**Excerpt:**
[BEGIN]

- Origin: Fulham, London
- Genres: Indie; hip hop; electro;
- Years active: 2007–2008
- Label: Friends vs Records
- Members: Stefan Abingdon Maya Yianni Henry Bauckham Dru Wakely
- Website: myspace.com/theclikclik

= The Clik Clik =

British musical group

The Clik Clik were a British band known for releasing a series of songs that became critically acclaimed for being a 'contagious blend of ‘wonky pop’, indie, hip-hop and electro'. The band, originally a duo of Abingdon and Yianni, toured with bands such as Hadouken! while headlining festivals such as Ibiza Rocks and received regular airtime on British indie music radio stations.

[END]

**Information supplied:**
[BEGIN]

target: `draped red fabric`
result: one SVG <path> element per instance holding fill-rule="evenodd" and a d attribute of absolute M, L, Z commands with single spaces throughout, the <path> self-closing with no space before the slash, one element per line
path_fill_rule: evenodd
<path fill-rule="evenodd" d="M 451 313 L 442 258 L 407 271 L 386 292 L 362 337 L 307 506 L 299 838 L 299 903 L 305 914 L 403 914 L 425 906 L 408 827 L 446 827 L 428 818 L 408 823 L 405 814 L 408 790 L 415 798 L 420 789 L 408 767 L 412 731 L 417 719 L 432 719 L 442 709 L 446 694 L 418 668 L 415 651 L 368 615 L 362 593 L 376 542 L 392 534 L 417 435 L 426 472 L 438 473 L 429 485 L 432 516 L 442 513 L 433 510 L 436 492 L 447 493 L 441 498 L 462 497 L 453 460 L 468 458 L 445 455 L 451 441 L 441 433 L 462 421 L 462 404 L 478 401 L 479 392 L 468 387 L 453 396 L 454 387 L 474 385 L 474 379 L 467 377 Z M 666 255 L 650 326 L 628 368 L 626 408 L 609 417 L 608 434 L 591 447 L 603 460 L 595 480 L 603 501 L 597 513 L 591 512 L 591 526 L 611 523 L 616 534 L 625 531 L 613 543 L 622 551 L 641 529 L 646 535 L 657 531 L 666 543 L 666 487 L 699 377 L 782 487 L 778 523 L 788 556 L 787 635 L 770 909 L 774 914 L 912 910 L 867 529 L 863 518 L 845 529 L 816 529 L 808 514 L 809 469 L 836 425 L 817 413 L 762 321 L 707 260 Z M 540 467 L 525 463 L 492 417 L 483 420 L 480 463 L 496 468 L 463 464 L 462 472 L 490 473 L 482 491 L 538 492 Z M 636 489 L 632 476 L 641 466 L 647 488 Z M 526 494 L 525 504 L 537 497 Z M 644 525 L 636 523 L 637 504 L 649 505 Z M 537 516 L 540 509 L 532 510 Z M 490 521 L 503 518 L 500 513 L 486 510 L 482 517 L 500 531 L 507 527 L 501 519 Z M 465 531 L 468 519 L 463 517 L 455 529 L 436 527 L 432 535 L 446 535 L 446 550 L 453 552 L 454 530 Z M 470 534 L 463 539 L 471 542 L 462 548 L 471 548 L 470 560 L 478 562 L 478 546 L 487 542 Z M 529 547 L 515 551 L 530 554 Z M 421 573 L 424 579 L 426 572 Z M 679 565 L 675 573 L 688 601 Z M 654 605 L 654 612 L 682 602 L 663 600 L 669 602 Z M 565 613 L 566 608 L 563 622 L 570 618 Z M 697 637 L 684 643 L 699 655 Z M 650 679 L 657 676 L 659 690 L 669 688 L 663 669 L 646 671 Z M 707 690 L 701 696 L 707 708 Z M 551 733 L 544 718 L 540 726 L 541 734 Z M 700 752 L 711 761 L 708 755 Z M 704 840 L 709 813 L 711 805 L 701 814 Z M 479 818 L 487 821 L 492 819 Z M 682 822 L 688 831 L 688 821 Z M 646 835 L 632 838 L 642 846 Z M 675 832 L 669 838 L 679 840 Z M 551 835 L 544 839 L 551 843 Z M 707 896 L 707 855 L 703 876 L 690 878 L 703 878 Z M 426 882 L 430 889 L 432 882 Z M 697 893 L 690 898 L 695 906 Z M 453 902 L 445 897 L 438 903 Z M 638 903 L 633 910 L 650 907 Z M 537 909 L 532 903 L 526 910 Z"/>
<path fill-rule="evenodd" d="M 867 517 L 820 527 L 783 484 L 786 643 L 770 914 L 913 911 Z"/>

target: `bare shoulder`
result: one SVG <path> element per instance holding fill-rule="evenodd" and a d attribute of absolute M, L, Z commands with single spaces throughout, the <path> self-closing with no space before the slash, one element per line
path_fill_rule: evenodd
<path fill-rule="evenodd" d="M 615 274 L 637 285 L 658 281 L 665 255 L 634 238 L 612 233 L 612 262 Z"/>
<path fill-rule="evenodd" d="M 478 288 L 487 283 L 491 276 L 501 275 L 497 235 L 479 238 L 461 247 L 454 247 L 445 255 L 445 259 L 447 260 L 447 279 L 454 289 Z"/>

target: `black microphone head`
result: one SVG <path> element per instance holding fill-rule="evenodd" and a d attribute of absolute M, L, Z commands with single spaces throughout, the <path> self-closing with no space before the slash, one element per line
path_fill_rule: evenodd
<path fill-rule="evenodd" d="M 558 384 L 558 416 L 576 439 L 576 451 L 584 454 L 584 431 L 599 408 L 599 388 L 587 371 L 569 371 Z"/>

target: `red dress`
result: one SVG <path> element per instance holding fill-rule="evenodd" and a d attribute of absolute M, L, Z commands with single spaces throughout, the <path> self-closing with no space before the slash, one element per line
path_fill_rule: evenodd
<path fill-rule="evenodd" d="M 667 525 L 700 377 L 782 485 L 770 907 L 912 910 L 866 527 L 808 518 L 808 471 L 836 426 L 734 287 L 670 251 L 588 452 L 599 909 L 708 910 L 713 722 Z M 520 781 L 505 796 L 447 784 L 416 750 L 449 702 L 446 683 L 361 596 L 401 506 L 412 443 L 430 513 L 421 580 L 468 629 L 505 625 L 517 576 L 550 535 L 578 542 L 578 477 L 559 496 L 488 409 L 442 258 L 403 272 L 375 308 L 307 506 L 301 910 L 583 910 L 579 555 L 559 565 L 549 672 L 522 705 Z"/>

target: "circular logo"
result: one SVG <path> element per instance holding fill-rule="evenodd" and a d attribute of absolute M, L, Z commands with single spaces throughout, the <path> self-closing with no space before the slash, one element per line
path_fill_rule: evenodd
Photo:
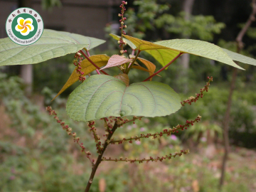
<path fill-rule="evenodd" d="M 43 22 L 35 10 L 21 7 L 9 16 L 6 30 L 12 41 L 18 45 L 28 46 L 40 38 L 43 31 Z"/>

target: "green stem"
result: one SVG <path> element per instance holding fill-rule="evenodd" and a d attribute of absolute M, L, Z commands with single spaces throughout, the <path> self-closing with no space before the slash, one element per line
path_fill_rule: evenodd
<path fill-rule="evenodd" d="M 85 190 L 85 192 L 89 192 L 90 188 L 92 183 L 92 181 L 94 178 L 94 176 L 95 175 L 97 169 L 98 167 L 98 166 L 100 165 L 100 162 L 102 161 L 102 156 L 103 154 L 105 152 L 105 151 L 107 149 L 107 146 L 109 145 L 109 143 L 107 142 L 108 140 L 110 140 L 111 137 L 112 137 L 114 131 L 117 129 L 118 124 L 117 124 L 117 122 L 114 123 L 113 128 L 111 129 L 111 133 L 109 134 L 107 139 L 106 139 L 106 142 L 104 143 L 104 146 L 103 146 L 103 149 L 101 151 L 101 154 L 99 154 L 96 163 L 92 166 L 92 173 L 91 175 L 90 176 L 87 185 L 86 186 L 86 188 Z"/>
<path fill-rule="evenodd" d="M 147 81 L 149 80 L 150 80 L 151 78 L 153 78 L 154 76 L 156 76 L 157 74 L 159 74 L 160 72 L 161 72 L 162 70 L 164 70 L 166 68 L 167 68 L 169 65 L 170 65 L 171 63 L 173 63 L 179 56 L 181 56 L 183 53 L 180 53 L 177 56 L 175 57 L 175 58 L 174 58 L 172 60 L 171 60 L 171 62 L 169 63 L 168 63 L 166 65 L 165 65 L 164 68 L 162 68 L 161 70 L 159 70 L 159 71 L 156 72 L 155 73 L 154 73 L 152 75 L 149 76 L 149 78 L 147 78 L 146 80 L 144 80 L 144 81 Z"/>
<path fill-rule="evenodd" d="M 133 65 L 134 64 L 136 60 L 137 59 L 139 55 L 139 53 L 141 52 L 141 50 L 138 50 L 138 53 L 136 54 L 136 56 L 135 58 L 134 58 L 134 60 L 132 60 L 132 63 L 130 63 L 129 66 L 128 67 L 127 70 L 126 70 L 125 73 L 126 74 L 128 74 L 129 73 L 129 71 L 131 70 L 131 68 L 132 68 Z"/>
<path fill-rule="evenodd" d="M 86 55 L 86 54 L 81 50 L 80 50 L 81 51 L 81 53 L 85 57 L 85 58 L 87 58 L 88 60 L 89 60 L 89 62 L 90 63 L 92 63 L 92 65 L 93 65 L 93 66 L 95 66 L 97 69 L 98 69 L 98 70 L 100 70 L 100 68 L 92 61 L 92 60 L 91 60 L 90 58 L 89 58 L 89 57 L 87 56 L 87 55 Z M 105 72 L 104 70 L 101 70 L 101 72 L 102 72 L 105 75 L 108 75 L 106 72 Z"/>

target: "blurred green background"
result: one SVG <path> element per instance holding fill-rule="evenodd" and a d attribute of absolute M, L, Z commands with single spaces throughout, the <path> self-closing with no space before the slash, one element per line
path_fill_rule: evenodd
<path fill-rule="evenodd" d="M 250 1 L 203 4 L 195 0 L 188 16 L 185 1 L 128 1 L 127 34 L 149 41 L 199 39 L 235 51 L 235 37 L 251 12 Z M 113 13 L 119 12 L 118 7 L 112 9 Z M 108 49 L 96 48 L 91 55 L 118 54 L 116 41 L 108 36 L 110 33 L 119 34 L 114 27 L 117 19 L 117 14 L 102 31 L 106 34 Z M 241 53 L 252 58 L 255 58 L 256 53 L 255 26 L 253 23 L 245 36 Z M 129 48 L 127 50 L 131 53 Z M 140 56 L 155 63 L 156 70 L 161 68 L 150 55 L 142 53 Z M 73 122 L 65 113 L 68 95 L 80 82 L 50 102 L 73 70 L 73 55 L 68 55 L 33 65 L 33 91 L 29 96 L 25 92 L 27 85 L 18 76 L 20 66 L 0 68 L 1 192 L 84 191 L 90 164 L 70 137 L 45 112 L 46 106 L 53 106 L 96 156 L 92 136 L 86 124 Z M 207 77 L 213 76 L 210 90 L 203 98 L 170 116 L 143 118 L 136 124 L 127 124 L 119 129 L 114 137 L 159 132 L 164 128 L 194 119 L 198 114 L 202 116 L 201 122 L 176 136 L 111 145 L 105 156 L 161 156 L 188 148 L 191 153 L 157 163 L 102 162 L 91 191 L 220 191 L 218 186 L 224 153 L 223 122 L 233 68 L 195 55 L 190 55 L 188 60 L 188 66 L 179 59 L 154 80 L 169 85 L 185 100 L 199 92 Z M 233 95 L 229 132 L 231 151 L 221 191 L 256 191 L 256 68 L 238 64 L 246 70 L 238 72 Z M 112 75 L 119 73 L 117 68 L 106 72 Z M 132 70 L 130 82 L 142 81 L 148 76 L 146 72 Z M 104 134 L 102 125 L 102 122 L 97 122 L 100 134 Z"/>

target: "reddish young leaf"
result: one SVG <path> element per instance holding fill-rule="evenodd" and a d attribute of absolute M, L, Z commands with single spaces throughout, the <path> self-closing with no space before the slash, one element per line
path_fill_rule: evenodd
<path fill-rule="evenodd" d="M 95 55 L 90 57 L 90 58 L 98 66 L 102 67 L 106 65 L 107 60 L 110 57 L 105 55 Z M 96 68 L 92 65 L 92 64 L 89 62 L 87 59 L 83 60 L 81 62 L 81 71 L 85 73 L 83 76 L 92 73 Z M 60 95 L 63 91 L 65 91 L 68 87 L 71 86 L 75 82 L 77 82 L 79 79 L 79 74 L 76 72 L 76 69 L 73 70 L 71 75 L 68 78 L 66 83 L 65 83 L 64 86 L 61 88 L 60 92 L 57 94 L 57 95 L 53 99 L 55 100 L 58 95 Z"/>

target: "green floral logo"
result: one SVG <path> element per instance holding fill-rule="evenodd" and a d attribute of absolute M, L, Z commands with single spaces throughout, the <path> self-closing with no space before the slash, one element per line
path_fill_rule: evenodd
<path fill-rule="evenodd" d="M 7 18 L 6 29 L 14 43 L 27 46 L 36 43 L 43 31 L 43 19 L 35 10 L 23 7 L 14 11 Z"/>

[END]

**Task list:**
• A. In the article about The Clik Clik, which two people made up the band when it was originally a duo?
• B. Translate this sentence from the article about The Clik Clik into French: "The band, originally a duo of Abingdon and Yianni, toured with bands such as Hadouken! while headlining festivals such as Ibiza Rocks and received regular airtime on British indie music radio stations."
• C. Continue the article about The Clik Clik from the point where it ends.

**Answers for this exercise:**
• A. Abingdon and Yianni.

• B. Le groupe, à l'origine un duo formé par Abingdon et Yianni, a fait des tournées avec des groupes comme Hadouken! tout en étant tête d'affiche de festivals comme Ibiza Rocks, et passait régulièrement sur les stations de radio britanniques consacrées à la musique indépendante.

• C.
==History==
The Clik Clik formed in 2007 as a duo of Stefan Abingdon (guitar & vocals) and Maya Yianni (keyboard & vocals). They received much airtime and 'destroyed dance floors from Barnsley to Brighton' with their debut single My Dunks, a song about a man who cares too much for his Nike shoes, written after Abingdon witnessed 'a kid on the way to school lavishing the sort of care and attention on his Nikes normally reserved for pets'. In 2008 supporting musicians from the single officially joined the band, with Henry Bauckham (bass) and Dru Wakely (drums) becoming additional members. A follow-up single, Did You Wrong, was also released to positive reception. The single was released on 7" vinyl, backed with a remix by popular British musician Frankmusik. Following a break in music release, the band released a statement in late 2008 announcing their split. Since then, Abingdon and Wakely have had success with their comedy band The Midnight Beast, with Yianni recording and releasing solo music to support her live acts under the name 'Little Liar'.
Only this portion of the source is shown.